Return all of the entries word for word, but omit the pictures they contain.

SUPPLIED RECORDS —
----------------
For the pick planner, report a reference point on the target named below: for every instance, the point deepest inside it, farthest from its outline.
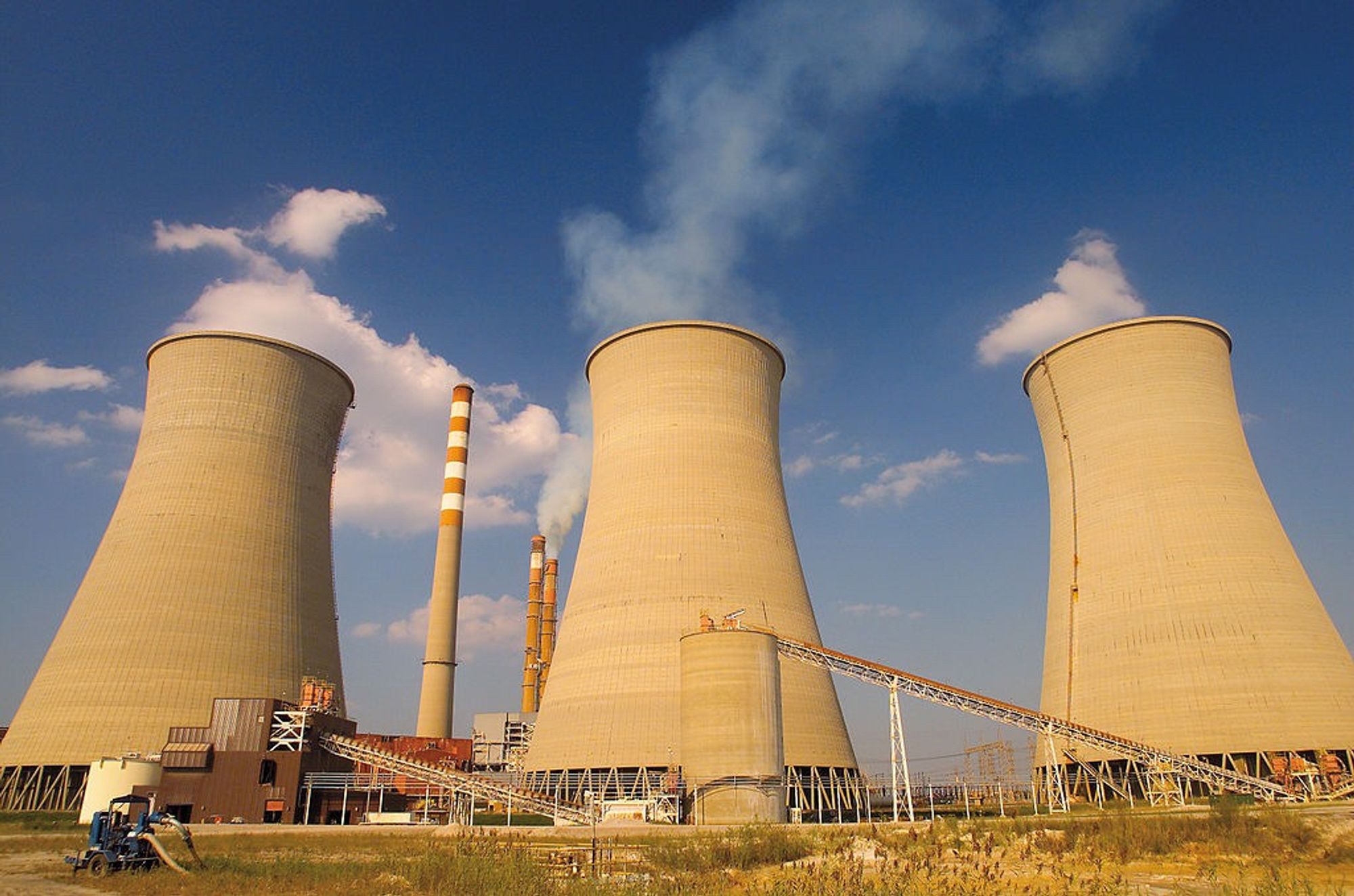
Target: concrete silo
(215, 577)
(686, 515)
(1179, 614)
(732, 730)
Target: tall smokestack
(531, 664)
(548, 627)
(441, 656)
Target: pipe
(435, 700)
(160, 851)
(548, 627)
(531, 663)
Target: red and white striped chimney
(435, 702)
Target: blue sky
(874, 186)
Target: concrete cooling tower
(1179, 614)
(215, 577)
(686, 515)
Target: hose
(165, 856)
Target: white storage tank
(732, 748)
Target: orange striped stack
(435, 702)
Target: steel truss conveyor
(453, 780)
(1038, 723)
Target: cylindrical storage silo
(113, 778)
(215, 577)
(686, 515)
(732, 749)
(1179, 612)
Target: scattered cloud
(882, 611)
(41, 377)
(1092, 290)
(897, 484)
(389, 474)
(982, 457)
(483, 623)
(313, 220)
(44, 434)
(1074, 47)
(118, 416)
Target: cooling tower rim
(1119, 326)
(664, 326)
(255, 338)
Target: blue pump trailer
(123, 838)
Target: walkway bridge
(454, 780)
(1050, 727)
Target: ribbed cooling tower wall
(1179, 614)
(215, 577)
(686, 514)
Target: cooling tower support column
(1179, 612)
(215, 576)
(439, 680)
(686, 514)
(733, 757)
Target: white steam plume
(748, 128)
(565, 489)
(1092, 290)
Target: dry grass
(1229, 851)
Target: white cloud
(882, 611)
(48, 435)
(177, 238)
(1074, 45)
(1092, 290)
(313, 220)
(391, 466)
(41, 377)
(897, 484)
(982, 457)
(118, 416)
(483, 623)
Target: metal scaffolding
(454, 780)
(1162, 763)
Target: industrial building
(1179, 612)
(215, 577)
(686, 516)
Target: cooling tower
(686, 515)
(215, 577)
(1179, 614)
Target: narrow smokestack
(441, 656)
(531, 665)
(548, 627)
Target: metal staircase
(454, 780)
(1030, 721)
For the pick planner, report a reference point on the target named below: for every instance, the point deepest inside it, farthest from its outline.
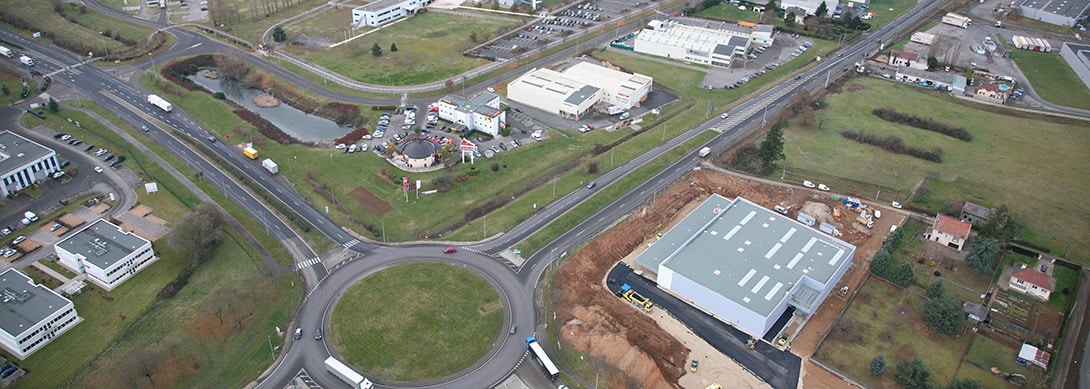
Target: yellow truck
(250, 152)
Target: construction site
(633, 343)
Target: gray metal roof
(103, 243)
(1067, 8)
(25, 304)
(16, 150)
(581, 95)
(748, 253)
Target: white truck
(158, 101)
(270, 166)
(347, 374)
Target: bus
(539, 354)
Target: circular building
(419, 152)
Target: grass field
(1002, 165)
(40, 14)
(889, 321)
(416, 321)
(430, 48)
(1053, 78)
(206, 350)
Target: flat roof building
(746, 264)
(105, 253)
(480, 112)
(1058, 12)
(382, 11)
(33, 315)
(618, 88)
(23, 162)
(552, 92)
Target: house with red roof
(1033, 283)
(949, 232)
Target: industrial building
(33, 315)
(480, 112)
(1058, 12)
(379, 12)
(706, 46)
(23, 162)
(552, 92)
(1078, 58)
(747, 265)
(106, 254)
(618, 88)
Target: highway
(517, 288)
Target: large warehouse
(618, 88)
(552, 92)
(707, 46)
(23, 162)
(747, 265)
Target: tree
(822, 10)
(903, 275)
(279, 34)
(772, 148)
(912, 374)
(943, 315)
(983, 255)
(932, 62)
(880, 265)
(877, 365)
(200, 231)
(964, 384)
(936, 290)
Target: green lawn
(888, 321)
(991, 170)
(430, 48)
(40, 15)
(1053, 78)
(416, 321)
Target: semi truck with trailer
(347, 374)
(158, 101)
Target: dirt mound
(597, 323)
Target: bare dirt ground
(655, 350)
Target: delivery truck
(158, 101)
(270, 166)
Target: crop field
(430, 48)
(1002, 165)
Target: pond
(292, 121)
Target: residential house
(949, 232)
(1033, 283)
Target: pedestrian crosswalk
(307, 263)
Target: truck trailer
(348, 375)
(270, 166)
(158, 101)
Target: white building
(747, 265)
(707, 46)
(105, 253)
(23, 162)
(377, 13)
(618, 88)
(33, 315)
(480, 112)
(554, 93)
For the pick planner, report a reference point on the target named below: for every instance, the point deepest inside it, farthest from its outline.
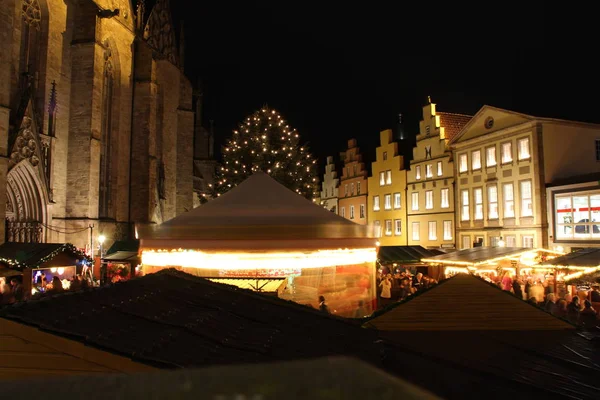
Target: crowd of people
(577, 308)
(400, 285)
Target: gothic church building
(96, 120)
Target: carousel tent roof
(468, 303)
(259, 208)
(477, 255)
(589, 257)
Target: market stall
(260, 228)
----------------
THE SOLUTION —
For the pick planner, report a reference point on the target named below: for every instance, the point deepest inside it, farthest from its outline.
Target: concrete silo
(215, 577)
(686, 515)
(1179, 614)
(732, 730)
Target: tall smokestack
(531, 664)
(548, 627)
(441, 656)
Target: pipe
(435, 700)
(160, 851)
(548, 627)
(531, 663)
Target: red and white striped chimney
(435, 702)
Target: blue sky
(874, 186)
Target: concrete cooling tower
(1179, 614)
(215, 577)
(686, 515)
Target: hose
(165, 856)
Target: white storage tank
(732, 748)
Target: orange striped stack
(435, 702)
Target: steel truss conveyor
(453, 780)
(1038, 723)
Target: cylindrical storage silo
(113, 778)
(215, 577)
(686, 515)
(732, 749)
(1179, 612)
Target: scattered cloud
(882, 611)
(41, 377)
(1092, 290)
(897, 484)
(389, 474)
(982, 457)
(483, 623)
(313, 220)
(44, 434)
(1074, 47)
(118, 416)
Target: cooling tower rim
(1119, 326)
(664, 326)
(255, 338)
Target: blue pump trailer
(123, 838)
Target: walkway bridge
(454, 780)
(1050, 727)
Target: ribbed cooling tower wall
(1179, 614)
(215, 577)
(686, 514)
Target: cooling tower support column
(1179, 612)
(215, 576)
(439, 680)
(686, 514)
(733, 757)
Target: white steam plume
(748, 128)
(565, 489)
(1092, 290)
Target: dry grass
(1229, 851)
Target: white cloud
(882, 611)
(48, 435)
(177, 238)
(1074, 45)
(1092, 290)
(313, 220)
(391, 466)
(41, 377)
(897, 484)
(982, 457)
(118, 416)
(483, 623)
Target: metal scaffolding
(454, 780)
(1162, 763)
Target: industrial building
(1179, 612)
(215, 577)
(686, 516)
Target: cooling tower
(686, 515)
(215, 577)
(1179, 614)
Target: narrow smokestack
(441, 656)
(531, 665)
(548, 627)
Target: metal staircase
(454, 780)
(1030, 721)
For the pick planner, report a reference point on the target named below: for every instance, the point deepest inside it, farthest from its outline.
Target: yellow truck
(250, 152)
Target: construction site
(633, 343)
Target: gray metal roof
(103, 243)
(1067, 8)
(25, 304)
(16, 150)
(581, 95)
(748, 253)
Target: white truck
(158, 101)
(270, 166)
(347, 374)
Target: bus
(539, 354)
Target: circular building
(419, 152)
Target: grass field
(1002, 165)
(40, 14)
(889, 321)
(416, 321)
(430, 48)
(1053, 78)
(206, 350)
Target: flat roof building
(746, 264)
(105, 253)
(480, 112)
(1058, 12)
(382, 11)
(33, 315)
(618, 88)
(23, 162)
(552, 92)
Target: house with red roof
(1033, 283)
(949, 232)
Target: industrial building
(33, 315)
(480, 112)
(1058, 12)
(379, 12)
(706, 46)
(23, 162)
(552, 92)
(1078, 58)
(747, 265)
(106, 254)
(618, 88)
Target: highway
(517, 288)
Target: large warehouse
(618, 88)
(552, 92)
(707, 46)
(23, 162)
(747, 265)
Target: tree
(822, 10)
(903, 275)
(279, 34)
(772, 148)
(912, 374)
(943, 315)
(983, 255)
(932, 62)
(880, 265)
(877, 365)
(200, 231)
(964, 384)
(936, 290)
Target: green lawn
(888, 321)
(991, 170)
(430, 48)
(40, 15)
(1053, 78)
(416, 321)
Target: semi truck with trailer
(347, 374)
(158, 101)
Target: dirt mound
(597, 323)
Target: bare dirt ground
(655, 350)
Target: delivery truck
(158, 101)
(270, 166)
Target: crop field
(430, 48)
(1002, 165)
Target: pond
(292, 121)
Target: residential house
(949, 232)
(1033, 283)
Target: pedestrian crosswalk
(307, 263)
Target: truck trailer
(348, 375)
(270, 166)
(158, 101)
Target: white building
(747, 265)
(707, 46)
(105, 253)
(23, 162)
(377, 13)
(618, 88)
(33, 315)
(480, 112)
(554, 93)
For the pick planner, report a reference point on the target named below: for every instance, the point deepest inside it, farthest from its outline.
Target: crowd of people
(577, 308)
(400, 285)
Target: gothic church building
(96, 120)
Target: carousel tent roof
(468, 303)
(259, 208)
(477, 255)
(589, 257)
Target: market stall
(260, 228)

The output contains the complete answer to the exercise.